DIRECTIONS FOR THIS TASK
Copy out the final stretch of the listing: the line that contains "Every instance gets one point. Tag the gecko eye" and all lines after it, exactly as they appear.

INFORMATION PROVIDED
┌──
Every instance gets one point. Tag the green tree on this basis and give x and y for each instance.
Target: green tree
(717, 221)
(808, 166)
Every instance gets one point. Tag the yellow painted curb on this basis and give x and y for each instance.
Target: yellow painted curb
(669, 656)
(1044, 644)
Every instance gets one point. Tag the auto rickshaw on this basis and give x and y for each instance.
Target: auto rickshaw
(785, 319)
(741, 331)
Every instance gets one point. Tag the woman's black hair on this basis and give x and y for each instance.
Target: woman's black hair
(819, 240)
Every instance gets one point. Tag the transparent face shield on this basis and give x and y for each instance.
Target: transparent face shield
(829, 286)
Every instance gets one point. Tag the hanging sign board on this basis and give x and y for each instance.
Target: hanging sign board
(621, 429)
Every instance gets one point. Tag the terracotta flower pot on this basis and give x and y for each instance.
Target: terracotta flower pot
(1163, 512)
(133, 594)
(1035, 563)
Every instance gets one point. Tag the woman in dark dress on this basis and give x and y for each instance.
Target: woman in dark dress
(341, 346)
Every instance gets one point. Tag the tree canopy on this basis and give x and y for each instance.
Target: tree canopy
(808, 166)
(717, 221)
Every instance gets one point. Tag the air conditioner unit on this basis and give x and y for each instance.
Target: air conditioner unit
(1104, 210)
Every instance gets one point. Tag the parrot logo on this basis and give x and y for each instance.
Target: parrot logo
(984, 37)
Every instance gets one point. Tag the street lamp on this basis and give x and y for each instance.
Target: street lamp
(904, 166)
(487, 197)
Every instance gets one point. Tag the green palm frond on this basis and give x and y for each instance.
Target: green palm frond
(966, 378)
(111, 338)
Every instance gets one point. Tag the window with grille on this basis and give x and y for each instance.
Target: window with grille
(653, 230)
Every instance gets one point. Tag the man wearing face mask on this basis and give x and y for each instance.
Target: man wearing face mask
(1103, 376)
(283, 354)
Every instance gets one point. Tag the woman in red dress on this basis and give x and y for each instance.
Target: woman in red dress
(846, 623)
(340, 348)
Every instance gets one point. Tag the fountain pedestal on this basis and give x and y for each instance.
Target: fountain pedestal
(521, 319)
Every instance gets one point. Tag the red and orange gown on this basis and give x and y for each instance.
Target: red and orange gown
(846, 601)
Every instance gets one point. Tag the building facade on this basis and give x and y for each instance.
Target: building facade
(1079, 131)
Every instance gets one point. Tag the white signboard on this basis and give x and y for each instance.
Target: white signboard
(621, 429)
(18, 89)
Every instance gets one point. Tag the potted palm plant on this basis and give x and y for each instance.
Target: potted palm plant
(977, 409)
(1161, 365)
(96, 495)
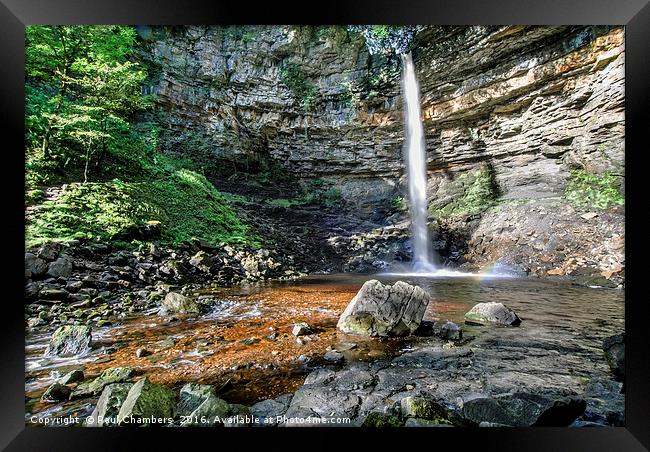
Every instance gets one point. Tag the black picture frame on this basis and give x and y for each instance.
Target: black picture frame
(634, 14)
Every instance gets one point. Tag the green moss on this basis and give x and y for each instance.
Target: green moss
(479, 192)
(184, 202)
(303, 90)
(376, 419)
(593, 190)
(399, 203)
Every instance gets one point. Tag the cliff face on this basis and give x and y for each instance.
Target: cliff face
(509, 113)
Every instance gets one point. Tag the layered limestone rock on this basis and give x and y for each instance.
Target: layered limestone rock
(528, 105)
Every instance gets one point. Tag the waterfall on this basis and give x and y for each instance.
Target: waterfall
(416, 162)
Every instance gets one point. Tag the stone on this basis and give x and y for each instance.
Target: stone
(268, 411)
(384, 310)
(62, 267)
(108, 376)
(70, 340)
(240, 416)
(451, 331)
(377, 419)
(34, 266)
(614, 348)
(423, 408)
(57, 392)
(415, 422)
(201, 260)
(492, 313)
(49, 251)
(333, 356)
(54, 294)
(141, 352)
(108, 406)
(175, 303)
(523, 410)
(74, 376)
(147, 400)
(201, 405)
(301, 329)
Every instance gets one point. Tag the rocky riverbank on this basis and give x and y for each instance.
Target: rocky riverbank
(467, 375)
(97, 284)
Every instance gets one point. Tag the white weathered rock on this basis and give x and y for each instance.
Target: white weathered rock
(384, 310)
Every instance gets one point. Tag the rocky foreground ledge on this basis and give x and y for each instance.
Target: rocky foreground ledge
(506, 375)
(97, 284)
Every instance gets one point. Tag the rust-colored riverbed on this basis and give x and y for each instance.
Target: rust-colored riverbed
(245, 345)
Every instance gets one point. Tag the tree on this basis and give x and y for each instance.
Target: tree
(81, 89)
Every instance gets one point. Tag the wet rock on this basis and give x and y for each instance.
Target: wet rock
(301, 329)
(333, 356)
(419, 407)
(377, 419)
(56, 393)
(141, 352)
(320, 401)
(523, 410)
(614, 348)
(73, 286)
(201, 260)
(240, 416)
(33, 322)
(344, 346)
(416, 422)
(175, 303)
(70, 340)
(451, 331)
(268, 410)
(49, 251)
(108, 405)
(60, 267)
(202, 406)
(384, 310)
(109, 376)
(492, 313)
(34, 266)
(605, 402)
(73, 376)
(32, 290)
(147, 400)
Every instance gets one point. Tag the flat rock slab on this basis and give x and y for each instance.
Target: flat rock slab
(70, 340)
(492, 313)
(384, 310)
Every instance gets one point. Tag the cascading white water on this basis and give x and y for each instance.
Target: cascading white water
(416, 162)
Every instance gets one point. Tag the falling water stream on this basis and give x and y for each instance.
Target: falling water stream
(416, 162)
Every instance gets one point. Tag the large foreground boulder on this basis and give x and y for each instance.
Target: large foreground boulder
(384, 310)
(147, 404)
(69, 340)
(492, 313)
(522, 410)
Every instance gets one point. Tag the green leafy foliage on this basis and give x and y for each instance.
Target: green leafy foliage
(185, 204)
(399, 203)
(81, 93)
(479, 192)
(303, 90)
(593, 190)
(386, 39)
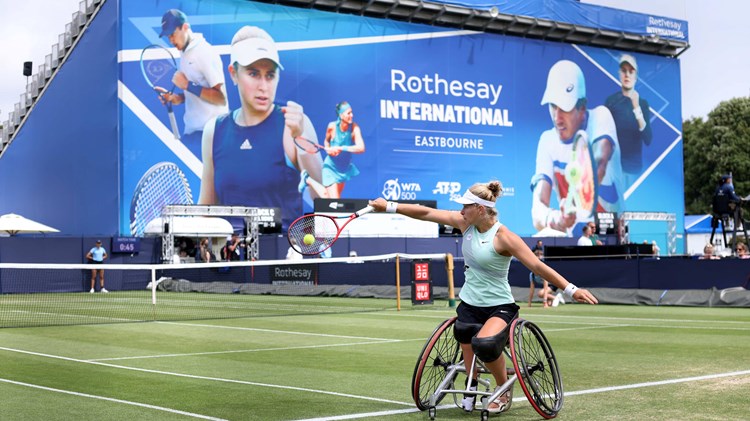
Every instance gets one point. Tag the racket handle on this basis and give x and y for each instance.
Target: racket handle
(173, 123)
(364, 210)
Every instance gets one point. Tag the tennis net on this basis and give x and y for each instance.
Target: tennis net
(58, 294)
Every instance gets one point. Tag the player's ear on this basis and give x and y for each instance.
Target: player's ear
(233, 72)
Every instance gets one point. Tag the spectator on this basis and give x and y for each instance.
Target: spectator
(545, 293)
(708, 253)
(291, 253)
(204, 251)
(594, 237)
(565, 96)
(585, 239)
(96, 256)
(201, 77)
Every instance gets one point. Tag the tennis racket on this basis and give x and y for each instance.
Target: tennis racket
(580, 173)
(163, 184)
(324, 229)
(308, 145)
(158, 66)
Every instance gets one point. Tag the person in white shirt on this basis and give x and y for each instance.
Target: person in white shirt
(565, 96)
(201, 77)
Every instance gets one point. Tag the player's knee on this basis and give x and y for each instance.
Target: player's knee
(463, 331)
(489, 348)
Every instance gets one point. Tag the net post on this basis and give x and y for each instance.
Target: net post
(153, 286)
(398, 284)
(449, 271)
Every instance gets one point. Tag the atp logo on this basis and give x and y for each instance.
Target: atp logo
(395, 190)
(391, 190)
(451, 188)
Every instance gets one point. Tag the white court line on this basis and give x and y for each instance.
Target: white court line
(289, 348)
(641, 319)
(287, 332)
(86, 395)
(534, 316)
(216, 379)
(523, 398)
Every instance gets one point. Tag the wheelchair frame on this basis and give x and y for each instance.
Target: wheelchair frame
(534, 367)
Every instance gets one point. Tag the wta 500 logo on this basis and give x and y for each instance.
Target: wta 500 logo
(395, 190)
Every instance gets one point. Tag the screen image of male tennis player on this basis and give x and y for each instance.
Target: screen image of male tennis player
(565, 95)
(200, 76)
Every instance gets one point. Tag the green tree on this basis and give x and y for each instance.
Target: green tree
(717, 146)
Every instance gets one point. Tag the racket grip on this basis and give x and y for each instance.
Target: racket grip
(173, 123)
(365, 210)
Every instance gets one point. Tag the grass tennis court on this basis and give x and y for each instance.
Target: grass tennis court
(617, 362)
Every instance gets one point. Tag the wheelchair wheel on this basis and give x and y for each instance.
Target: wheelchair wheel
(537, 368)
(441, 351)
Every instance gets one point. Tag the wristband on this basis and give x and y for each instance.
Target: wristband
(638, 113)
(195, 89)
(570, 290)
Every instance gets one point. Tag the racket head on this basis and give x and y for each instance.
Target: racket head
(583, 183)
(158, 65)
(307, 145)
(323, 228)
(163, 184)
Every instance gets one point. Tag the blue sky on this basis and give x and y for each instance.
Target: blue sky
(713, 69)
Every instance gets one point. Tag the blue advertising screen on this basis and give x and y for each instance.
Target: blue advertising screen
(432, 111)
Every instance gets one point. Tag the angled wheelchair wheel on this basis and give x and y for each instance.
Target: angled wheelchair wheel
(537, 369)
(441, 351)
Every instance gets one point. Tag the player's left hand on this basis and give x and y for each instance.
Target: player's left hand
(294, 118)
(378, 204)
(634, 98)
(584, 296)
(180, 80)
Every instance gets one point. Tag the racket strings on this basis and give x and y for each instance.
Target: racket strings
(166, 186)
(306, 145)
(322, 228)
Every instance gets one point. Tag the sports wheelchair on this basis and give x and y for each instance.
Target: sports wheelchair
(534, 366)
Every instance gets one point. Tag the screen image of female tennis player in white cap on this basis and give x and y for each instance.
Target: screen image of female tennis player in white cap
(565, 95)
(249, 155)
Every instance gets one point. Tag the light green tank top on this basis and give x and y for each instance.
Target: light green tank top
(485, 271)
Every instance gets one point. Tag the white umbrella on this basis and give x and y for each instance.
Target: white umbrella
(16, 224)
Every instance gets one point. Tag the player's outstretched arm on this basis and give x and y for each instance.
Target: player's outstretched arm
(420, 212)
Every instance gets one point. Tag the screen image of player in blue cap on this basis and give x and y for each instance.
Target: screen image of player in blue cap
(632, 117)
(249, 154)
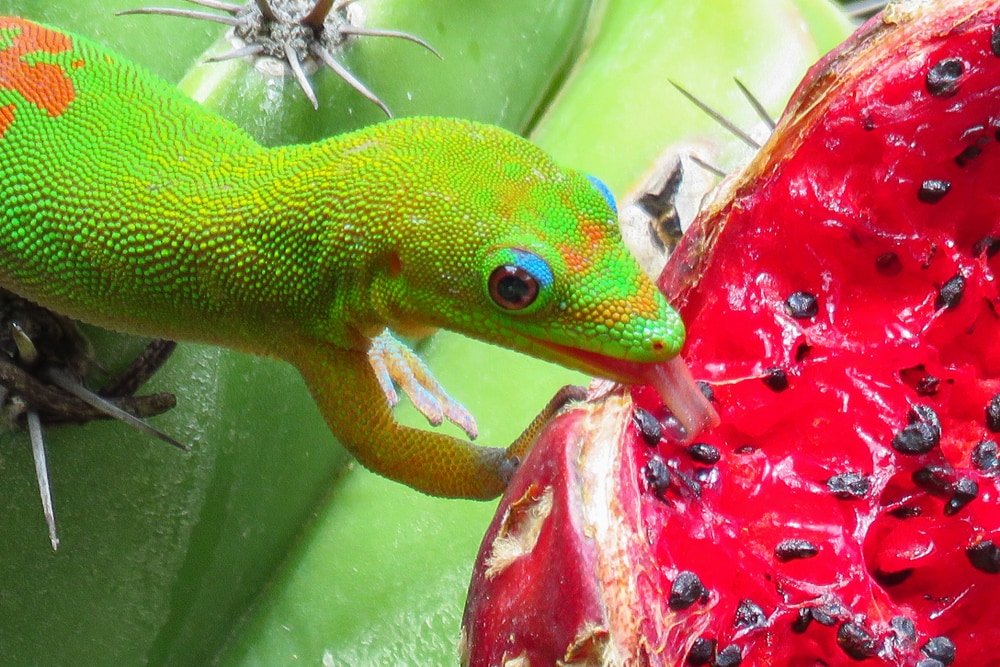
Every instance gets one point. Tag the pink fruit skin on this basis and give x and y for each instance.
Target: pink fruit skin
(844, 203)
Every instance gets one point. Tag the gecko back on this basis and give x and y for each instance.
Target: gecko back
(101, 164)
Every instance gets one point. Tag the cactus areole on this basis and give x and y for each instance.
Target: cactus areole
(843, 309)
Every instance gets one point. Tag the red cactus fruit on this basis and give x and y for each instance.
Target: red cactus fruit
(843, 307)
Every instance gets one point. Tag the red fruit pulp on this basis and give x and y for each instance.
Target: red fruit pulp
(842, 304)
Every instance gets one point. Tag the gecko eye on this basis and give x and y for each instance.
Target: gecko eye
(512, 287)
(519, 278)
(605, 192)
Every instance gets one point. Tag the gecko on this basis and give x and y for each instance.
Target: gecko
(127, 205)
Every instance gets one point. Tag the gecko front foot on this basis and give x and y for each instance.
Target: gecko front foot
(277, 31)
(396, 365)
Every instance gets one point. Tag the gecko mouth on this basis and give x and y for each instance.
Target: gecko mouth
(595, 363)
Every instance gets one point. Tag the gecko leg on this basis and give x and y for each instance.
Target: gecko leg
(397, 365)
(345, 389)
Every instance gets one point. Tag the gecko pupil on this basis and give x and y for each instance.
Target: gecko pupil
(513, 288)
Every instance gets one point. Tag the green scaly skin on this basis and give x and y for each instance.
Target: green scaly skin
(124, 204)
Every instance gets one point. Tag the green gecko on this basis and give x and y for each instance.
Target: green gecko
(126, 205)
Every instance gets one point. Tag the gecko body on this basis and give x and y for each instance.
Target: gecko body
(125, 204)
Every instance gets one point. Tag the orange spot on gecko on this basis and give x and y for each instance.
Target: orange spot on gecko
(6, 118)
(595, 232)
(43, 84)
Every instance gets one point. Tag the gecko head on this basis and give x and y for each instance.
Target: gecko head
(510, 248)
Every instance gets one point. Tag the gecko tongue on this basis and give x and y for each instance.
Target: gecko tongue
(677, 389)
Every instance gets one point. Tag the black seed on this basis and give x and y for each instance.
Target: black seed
└──
IN RESPONSE
Every instance gets one point. Tag the gecko eye on this basis and give x and y for each instance.
Target: gecko eye
(512, 287)
(519, 278)
(605, 192)
Every instance gets one point. Tag the gecko on this basis and give x and y for each instance.
Target: gecko
(127, 205)
Every instance gets one point. Tag the gecko front foot on this basis and give x and y for each instance.
Target: gecko front foot
(277, 31)
(396, 365)
Every instance gets one point. Tag the gecko mouth on this basis and give x and y for each instance.
Target: gecko mouth
(595, 363)
Every instance gets one point. Tag the gecko leg on this basis and give x and y for each instance.
Target: gecko leg
(397, 365)
(345, 389)
Every instance gets one point. Tag the gecko pupil on this basis and give x and y for each instance.
Target: gecko pupil
(513, 288)
Every instance gets one point. Tag the green scaly skin on this basis and give x and y for each instance.
Target: green scaly skin
(124, 204)
Every instance gets one point. Tag the green gecko on this basis and give x and y for each instance.
Target: green gecko
(126, 205)
Every instance gets one point. Tag the gecko body on this basis and give x and y for each instance.
Target: gecko body
(125, 204)
Every instance gets one point. Tag the orange spot on gecko on this basis and give x and y for each instance.
Target: orange spot on gecko
(6, 118)
(595, 232)
(43, 84)
Every instance gets one point. Tag the gecko head on this basis and give x and y for each instance.
Target: gecko head
(510, 248)
Every instance gets one point. Tag the gecko tongue on this basis and give x and y for each instance.
Target: gecko tongue
(677, 389)
Every instance gets one point. Tag the black seed on this basis and give x and y for each instance.
Target: black seed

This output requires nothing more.